Gare Setrag de Franceville. Mardi 19 novembre 2024. C'est avec une petite dizaine de minutes de retard que le train omnibus s'ébranle en direction d'Owendo. Il quitte le quai pour un départ annoncé pour 20 h 00. Avant d'atteindre Libreville le lendemain, le "Moutouki", selon une dénomination populaire attribuée à ce train, doit transiter par les gares de Moanda, Lastoursville, Booué, Lopé, Ndjolé, Ntoum, etc., après avoir traversé l'immense forêt du bassin du Congo.
À peine le serpent métallique a-t-il sifflé qu'un sentiment de grande satisfaction se dégage chez les voyageurs qui s'impatientaient déjà. Certains wagons sont pleins comme un œuf. D'autres non. Certains, à l'instar de la voiture V0 (2e classe), ne sont pas climatisés. "Tant mieux, le plus important pour moi c'est de quitter Masuku aujourd'hui pour retrouver ma famille et mon travail", piaffe Simon, qui vient de passer deux semaines dans le Haut-Ogooué. Pour échapper à la chaleur qui règne à l'intérieur de ces "fourneaux", des passagers décident d'ouvrir les fenêtres afin de laisser y circuler l'air. "Ouf !", lance un gamin assis à côté de sa mère, après s'être débarrassé de son pullover.
Le train avance. Les voyageurs échangent les uns avec les autres. Mais le bruit assourdissant des wagons et de la locomotive sur les rails les contraint chaque fois à parler à haute voix pour se faire entendre par leurs interlocuteurs. Quelques-uns d'ailleurs, pour agrémenter leur voyage et le trouver moins long, ont pensé à se procurer des boîtes "Ya Mado". C'est-à-dire de la bière Régab en canette, qu'ils sifflent de temps en temps en discutant. Conséquence : les toilettes, dépourvues de papier hygiénique et où l'eau inonde le plancher, sont chaque fois prises d'assaut, constituant ainsi des nids à microbes pour les usagers.

JEU DE DONNÉES
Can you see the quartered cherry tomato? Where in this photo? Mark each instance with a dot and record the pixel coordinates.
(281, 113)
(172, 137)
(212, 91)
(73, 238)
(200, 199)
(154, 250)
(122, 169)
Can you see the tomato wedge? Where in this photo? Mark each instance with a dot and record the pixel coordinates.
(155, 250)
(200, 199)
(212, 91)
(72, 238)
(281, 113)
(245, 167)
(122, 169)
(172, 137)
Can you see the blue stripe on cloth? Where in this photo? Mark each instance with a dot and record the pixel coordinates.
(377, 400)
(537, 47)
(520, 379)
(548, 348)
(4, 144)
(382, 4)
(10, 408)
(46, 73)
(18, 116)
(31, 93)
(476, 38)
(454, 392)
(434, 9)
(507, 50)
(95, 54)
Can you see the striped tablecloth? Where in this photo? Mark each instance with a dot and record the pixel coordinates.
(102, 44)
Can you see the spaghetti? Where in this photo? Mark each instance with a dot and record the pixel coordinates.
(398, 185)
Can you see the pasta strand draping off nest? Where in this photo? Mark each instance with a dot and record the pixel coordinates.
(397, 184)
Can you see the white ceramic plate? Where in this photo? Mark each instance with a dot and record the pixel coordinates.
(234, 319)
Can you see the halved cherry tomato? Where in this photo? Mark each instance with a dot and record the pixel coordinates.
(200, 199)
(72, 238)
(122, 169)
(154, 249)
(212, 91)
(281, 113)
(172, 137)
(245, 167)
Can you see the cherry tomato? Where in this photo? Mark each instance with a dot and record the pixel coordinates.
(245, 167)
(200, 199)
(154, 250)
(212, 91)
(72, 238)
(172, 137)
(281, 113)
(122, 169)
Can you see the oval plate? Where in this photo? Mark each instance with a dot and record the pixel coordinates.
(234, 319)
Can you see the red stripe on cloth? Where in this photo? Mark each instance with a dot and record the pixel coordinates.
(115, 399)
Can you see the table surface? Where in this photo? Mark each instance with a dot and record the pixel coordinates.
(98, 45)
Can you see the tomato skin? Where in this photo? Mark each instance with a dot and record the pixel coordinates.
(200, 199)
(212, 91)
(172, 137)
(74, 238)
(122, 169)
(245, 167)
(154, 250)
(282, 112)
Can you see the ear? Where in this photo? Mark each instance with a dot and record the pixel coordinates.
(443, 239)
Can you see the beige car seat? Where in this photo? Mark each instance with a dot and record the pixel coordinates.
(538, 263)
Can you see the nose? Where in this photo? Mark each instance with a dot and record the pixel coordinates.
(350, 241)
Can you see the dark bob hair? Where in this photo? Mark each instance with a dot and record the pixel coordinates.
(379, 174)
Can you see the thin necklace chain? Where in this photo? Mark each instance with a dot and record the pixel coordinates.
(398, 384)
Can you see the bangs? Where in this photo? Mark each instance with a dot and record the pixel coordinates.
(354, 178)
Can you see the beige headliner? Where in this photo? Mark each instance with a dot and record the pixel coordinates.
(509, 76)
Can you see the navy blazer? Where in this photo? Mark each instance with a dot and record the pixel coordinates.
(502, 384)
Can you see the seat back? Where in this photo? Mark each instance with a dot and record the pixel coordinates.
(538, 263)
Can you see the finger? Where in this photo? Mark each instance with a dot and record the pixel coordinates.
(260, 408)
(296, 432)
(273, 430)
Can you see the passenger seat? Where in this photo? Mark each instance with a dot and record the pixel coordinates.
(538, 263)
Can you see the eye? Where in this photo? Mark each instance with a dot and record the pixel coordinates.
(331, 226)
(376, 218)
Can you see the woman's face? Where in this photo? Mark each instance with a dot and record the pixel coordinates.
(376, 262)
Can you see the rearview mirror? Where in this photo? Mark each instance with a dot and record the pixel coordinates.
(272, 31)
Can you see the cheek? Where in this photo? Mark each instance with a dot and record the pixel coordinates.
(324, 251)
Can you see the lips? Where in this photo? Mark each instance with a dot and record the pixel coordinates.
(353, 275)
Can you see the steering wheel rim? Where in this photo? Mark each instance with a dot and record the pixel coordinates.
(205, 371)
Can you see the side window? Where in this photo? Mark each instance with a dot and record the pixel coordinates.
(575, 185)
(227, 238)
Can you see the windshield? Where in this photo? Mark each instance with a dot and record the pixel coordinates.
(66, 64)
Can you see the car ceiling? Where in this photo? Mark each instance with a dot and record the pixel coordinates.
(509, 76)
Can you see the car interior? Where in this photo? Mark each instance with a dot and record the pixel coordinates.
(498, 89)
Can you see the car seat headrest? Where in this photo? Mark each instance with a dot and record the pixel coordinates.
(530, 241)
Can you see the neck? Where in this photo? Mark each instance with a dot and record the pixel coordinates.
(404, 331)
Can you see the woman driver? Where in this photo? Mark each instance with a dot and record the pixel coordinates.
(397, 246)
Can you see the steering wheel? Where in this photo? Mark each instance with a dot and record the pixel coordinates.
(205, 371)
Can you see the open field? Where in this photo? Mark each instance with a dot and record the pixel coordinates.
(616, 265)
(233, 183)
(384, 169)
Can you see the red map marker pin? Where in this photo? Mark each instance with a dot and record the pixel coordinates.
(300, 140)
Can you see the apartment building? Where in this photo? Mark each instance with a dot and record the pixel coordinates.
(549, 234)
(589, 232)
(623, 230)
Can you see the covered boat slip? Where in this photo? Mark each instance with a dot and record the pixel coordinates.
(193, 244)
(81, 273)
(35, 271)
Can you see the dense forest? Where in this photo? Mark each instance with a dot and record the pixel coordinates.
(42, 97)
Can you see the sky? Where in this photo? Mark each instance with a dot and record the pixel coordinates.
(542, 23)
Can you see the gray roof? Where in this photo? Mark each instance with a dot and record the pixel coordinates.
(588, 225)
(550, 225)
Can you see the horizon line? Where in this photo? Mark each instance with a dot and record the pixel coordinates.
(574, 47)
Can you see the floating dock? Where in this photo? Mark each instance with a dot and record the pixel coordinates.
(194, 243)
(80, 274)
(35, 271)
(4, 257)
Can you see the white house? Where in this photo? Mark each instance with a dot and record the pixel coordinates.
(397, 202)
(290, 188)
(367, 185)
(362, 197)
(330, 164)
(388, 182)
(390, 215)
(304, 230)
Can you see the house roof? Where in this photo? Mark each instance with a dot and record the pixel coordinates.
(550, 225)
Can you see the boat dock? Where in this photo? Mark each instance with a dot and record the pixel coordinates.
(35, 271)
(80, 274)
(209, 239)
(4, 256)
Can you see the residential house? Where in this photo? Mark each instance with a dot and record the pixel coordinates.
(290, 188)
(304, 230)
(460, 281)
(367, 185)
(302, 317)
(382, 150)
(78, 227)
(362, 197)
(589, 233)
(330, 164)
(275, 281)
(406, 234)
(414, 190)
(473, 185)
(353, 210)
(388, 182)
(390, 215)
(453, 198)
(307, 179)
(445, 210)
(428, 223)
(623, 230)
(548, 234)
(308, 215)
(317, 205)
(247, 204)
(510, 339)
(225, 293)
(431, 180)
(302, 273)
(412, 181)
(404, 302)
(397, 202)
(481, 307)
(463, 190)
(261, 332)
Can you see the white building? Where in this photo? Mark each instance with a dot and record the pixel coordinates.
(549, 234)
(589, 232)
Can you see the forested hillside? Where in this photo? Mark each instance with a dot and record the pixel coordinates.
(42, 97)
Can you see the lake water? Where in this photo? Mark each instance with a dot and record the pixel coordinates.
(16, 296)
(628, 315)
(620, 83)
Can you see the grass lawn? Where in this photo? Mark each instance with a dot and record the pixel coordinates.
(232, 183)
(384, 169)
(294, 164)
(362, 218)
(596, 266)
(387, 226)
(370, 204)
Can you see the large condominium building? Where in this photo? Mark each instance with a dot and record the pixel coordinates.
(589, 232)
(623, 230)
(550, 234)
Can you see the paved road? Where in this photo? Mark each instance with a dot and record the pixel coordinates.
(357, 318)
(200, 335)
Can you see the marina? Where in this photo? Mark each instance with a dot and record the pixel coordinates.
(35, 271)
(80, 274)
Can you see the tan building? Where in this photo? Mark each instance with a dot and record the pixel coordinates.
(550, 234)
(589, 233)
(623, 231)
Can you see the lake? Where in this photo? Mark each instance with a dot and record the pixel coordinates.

CONSIGNE A
Extrayez du reportage sur le train Franceville–Owendo le passage qui va de « Le train avance. » jusqu'à « pour les usagers. » inclus.
CONSIGNE B
Poursuivez le reportage sur le voyage en train de Franceville vers Owendo à partir de sa dernière phrase.

RÉPONSE A
Le train avance. Les voyageurs échangent les uns avec les autres. Mais le bruit assourdissant des wagons et de la locomotive sur les rails les contraint chaque fois à parler à haute voix pour se faire entendre par leurs interlocuteurs. Quelques-uns d'ailleurs, pour agrémenter leur voyage et le trouver moins long, ont pensé à se procurer des boîtes "Ya Mado". C'est-à-dire de la bière Régab en canette, qu'ils sifflent de temps en temps en discutant. Conséquence : les toilettes, dépourvues de papier hygiénique et où l'eau inonde le plancher, sont chaque fois prises d'assaut, constituant ainsi des nids à microbes pour les usagers.

RÉPONSE B
"Comment comprendre qu'il existe un personnel de nettoyage à bord, et que le train soit sale ?", se demande une femme. Les consommateurs de Ya Mado et autres boissons alcoolisées tiennent des débats parfois houleux, et dont l'essentiel tourne, actualité oblige, autour de la dernière campagne référendaire. "Ces voyageurs, dans leur majorité, repartent sur Libreville après avoir accompli leur devoir civique relatif au vote du projet de nouvelle Constitution. J'en fais partie", avoue François à L'Union. Le train Moutouki s'arrête dans chacune des 21 gares du trajet. Une ambiance de fête règne à chaque arrêt.
Notamment dans les principales gares (Moanda, Lastoursville, Ivindo, Booué, Lopé et Ndjolé) où le temps d'arrêt est plus long. Et au fur et à mesure que les voyageurs montent dans le train, les places font défaut sur les porte-bagages. Obligeant ainsi certains à placer sacs et sachets de nourriture sous leurs sièges. Entre-temps, les va-et-vient incessants des personnes qui cherchent leurs connaissances à bord du train ou qui se rendent au restaurant ne permettent pas à d'autres de trouver facilement le sommeil. Ceux qui sont fatigués s'affalent sur des fauteuils dépourvus de confort. Ici et là, des ronflements de quelques gros dormeurs indisposent les autres qui ne trouvent pas le sommeil.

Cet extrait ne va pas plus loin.